## Exercise materials
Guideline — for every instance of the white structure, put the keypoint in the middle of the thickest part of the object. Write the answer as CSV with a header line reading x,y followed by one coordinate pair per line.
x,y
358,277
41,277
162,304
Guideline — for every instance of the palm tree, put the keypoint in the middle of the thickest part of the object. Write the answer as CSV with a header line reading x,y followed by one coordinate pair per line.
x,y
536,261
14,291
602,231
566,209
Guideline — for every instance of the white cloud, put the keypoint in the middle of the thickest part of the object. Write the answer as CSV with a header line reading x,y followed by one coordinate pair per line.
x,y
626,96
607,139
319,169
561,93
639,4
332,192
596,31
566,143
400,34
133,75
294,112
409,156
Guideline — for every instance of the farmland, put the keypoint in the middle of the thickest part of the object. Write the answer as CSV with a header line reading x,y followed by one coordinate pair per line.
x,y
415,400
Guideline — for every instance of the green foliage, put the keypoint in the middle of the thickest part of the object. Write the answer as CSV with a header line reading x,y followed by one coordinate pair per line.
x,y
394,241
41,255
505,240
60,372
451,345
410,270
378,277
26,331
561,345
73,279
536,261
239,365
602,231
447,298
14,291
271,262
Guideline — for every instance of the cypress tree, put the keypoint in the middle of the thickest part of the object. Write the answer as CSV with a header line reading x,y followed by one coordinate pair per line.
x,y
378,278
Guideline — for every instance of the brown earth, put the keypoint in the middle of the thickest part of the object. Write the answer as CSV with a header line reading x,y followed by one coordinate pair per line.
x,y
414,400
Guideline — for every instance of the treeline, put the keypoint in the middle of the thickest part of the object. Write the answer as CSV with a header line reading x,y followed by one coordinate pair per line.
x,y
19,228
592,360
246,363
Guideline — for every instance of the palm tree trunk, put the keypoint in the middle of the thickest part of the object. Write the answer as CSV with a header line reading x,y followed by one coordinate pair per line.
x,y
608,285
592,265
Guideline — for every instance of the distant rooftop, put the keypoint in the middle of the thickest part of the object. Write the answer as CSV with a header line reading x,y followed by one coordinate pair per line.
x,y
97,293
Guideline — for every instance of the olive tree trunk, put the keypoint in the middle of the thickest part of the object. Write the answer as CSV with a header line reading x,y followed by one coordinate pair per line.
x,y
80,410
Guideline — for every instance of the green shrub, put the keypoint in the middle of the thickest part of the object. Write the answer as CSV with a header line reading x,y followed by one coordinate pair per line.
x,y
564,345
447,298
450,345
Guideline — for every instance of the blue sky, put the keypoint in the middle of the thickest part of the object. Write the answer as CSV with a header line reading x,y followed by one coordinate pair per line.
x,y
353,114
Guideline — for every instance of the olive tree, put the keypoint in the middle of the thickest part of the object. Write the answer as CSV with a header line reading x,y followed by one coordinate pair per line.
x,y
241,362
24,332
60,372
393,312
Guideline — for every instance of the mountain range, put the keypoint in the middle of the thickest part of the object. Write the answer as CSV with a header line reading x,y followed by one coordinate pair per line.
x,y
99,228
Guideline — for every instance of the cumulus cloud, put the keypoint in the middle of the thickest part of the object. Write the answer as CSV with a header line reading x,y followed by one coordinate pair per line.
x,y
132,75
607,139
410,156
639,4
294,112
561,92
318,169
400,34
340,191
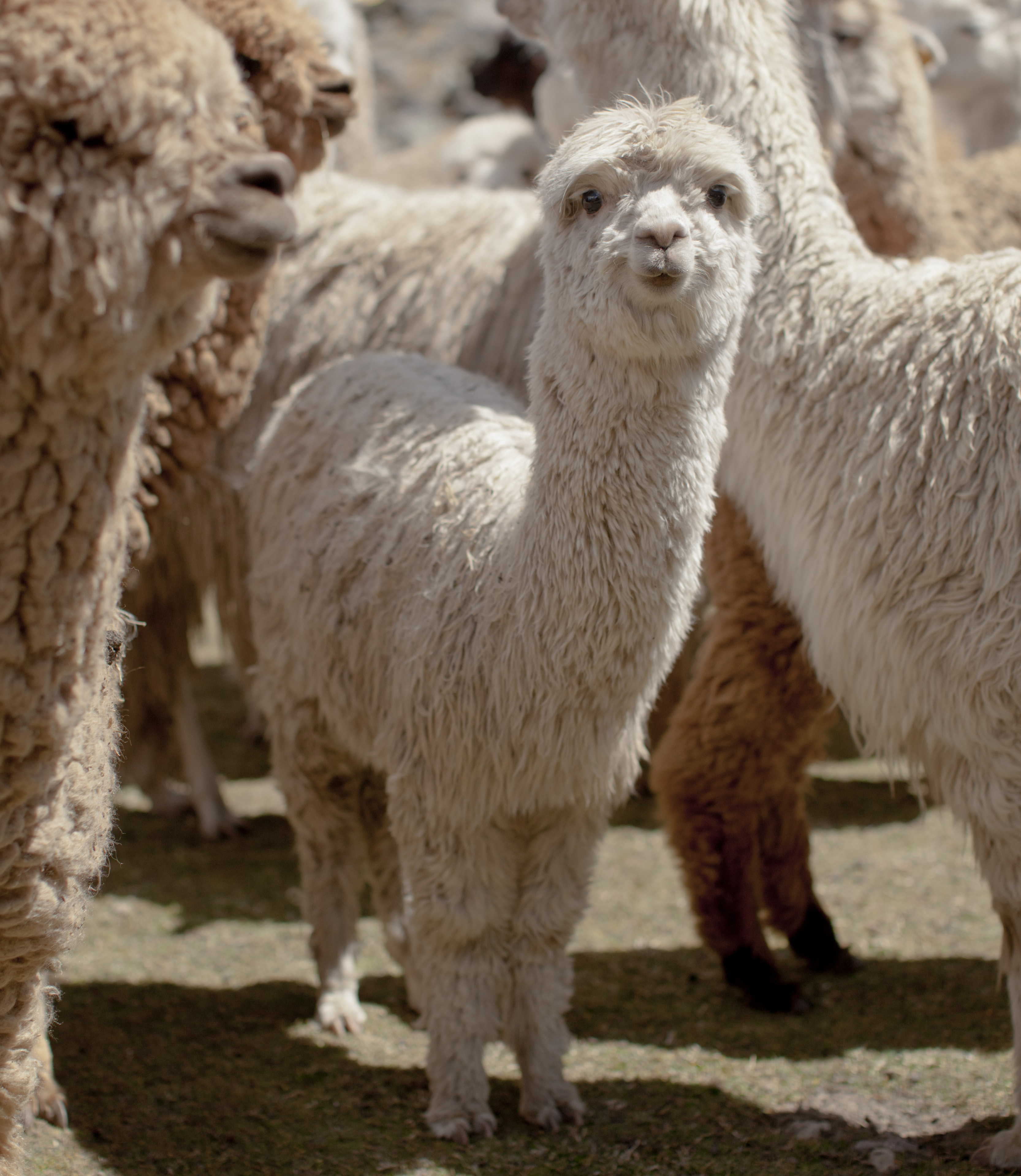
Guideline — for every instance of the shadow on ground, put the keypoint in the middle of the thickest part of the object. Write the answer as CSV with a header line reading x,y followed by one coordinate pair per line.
x,y
164,860
176,1080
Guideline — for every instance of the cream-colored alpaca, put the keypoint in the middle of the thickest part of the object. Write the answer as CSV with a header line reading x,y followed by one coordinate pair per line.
x,y
875,431
129,185
480,607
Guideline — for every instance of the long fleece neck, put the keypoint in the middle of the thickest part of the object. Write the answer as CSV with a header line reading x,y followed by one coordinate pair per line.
x,y
604,562
71,477
739,57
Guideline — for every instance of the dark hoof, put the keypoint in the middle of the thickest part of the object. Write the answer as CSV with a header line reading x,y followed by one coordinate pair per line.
x,y
817,945
761,984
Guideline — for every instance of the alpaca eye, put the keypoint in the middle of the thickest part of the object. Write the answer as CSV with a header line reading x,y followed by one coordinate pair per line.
x,y
591,202
67,129
249,66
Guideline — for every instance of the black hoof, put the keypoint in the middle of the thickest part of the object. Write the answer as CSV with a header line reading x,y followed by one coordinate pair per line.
x,y
817,945
761,984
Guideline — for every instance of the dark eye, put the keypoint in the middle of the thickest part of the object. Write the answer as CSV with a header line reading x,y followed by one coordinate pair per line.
x,y
67,129
591,200
249,66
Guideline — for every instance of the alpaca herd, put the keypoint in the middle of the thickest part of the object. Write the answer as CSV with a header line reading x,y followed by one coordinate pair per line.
x,y
450,465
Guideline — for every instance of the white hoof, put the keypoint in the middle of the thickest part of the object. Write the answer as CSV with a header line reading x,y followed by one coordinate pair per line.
x,y
460,1127
563,1106
1001,1151
340,1013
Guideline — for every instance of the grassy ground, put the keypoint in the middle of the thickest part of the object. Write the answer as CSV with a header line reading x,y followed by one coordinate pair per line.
x,y
186,1045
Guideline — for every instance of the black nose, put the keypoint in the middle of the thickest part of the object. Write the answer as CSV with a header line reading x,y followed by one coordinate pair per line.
x,y
272,172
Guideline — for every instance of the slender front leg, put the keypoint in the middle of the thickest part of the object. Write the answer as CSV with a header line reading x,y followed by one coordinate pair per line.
x,y
557,865
729,771
323,806
461,887
385,872
216,820
1000,861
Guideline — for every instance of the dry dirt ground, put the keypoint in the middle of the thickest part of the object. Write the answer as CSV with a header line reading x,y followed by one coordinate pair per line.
x,y
186,1045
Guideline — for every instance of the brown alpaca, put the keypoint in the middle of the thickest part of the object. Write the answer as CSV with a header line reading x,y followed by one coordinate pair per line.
x,y
726,772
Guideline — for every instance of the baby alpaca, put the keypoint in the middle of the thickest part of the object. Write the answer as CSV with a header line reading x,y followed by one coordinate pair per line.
x,y
480,607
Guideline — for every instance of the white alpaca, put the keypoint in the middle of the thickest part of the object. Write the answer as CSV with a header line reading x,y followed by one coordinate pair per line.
x,y
129,186
875,424
979,90
480,608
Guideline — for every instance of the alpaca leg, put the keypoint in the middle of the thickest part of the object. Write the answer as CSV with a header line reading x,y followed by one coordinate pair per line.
x,y
385,872
49,1100
788,890
24,1026
463,890
323,806
214,818
999,856
696,772
727,747
556,869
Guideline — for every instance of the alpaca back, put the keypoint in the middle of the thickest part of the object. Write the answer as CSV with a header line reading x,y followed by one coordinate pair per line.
x,y
371,477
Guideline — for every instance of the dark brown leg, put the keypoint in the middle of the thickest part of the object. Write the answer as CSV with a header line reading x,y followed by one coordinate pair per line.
x,y
729,771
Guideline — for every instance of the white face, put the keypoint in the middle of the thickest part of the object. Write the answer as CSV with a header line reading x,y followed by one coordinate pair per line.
x,y
664,243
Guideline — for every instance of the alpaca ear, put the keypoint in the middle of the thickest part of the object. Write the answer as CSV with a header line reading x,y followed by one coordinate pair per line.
x,y
526,16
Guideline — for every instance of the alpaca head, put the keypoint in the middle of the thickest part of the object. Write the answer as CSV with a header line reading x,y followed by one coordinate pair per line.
x,y
302,99
649,229
129,185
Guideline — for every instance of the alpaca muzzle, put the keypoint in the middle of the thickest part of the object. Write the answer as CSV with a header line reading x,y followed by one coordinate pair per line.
x,y
251,219
332,104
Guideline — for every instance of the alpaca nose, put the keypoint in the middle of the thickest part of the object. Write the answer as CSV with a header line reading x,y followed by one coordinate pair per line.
x,y
662,231
271,172
250,218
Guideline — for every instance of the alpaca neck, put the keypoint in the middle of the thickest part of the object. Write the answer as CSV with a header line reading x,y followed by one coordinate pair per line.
x,y
64,548
739,57
607,553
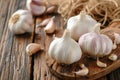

## Exercise task
Format the stretch from the line that contains "Guideline — for every instance of the alpaca neck, put" through the end of the rows as a Markdown table with two columns, Number and Line, giving each line its own number and skipping blank lines. Leave the pictures out of the answer.

## Solution to the exercise
| Number | Line |
|---|---|
| 1 | Guideline — for every instance of the alpaca neck, put the keypoint in the middle of the thickest part of the object. Write the answer as CSV with a header line reading x,y followed by one coordinate pair per line. |
| 2 | x,y |
| 3 | 64,548 |
| 4 | 739,57 |
| 5 | 607,553 |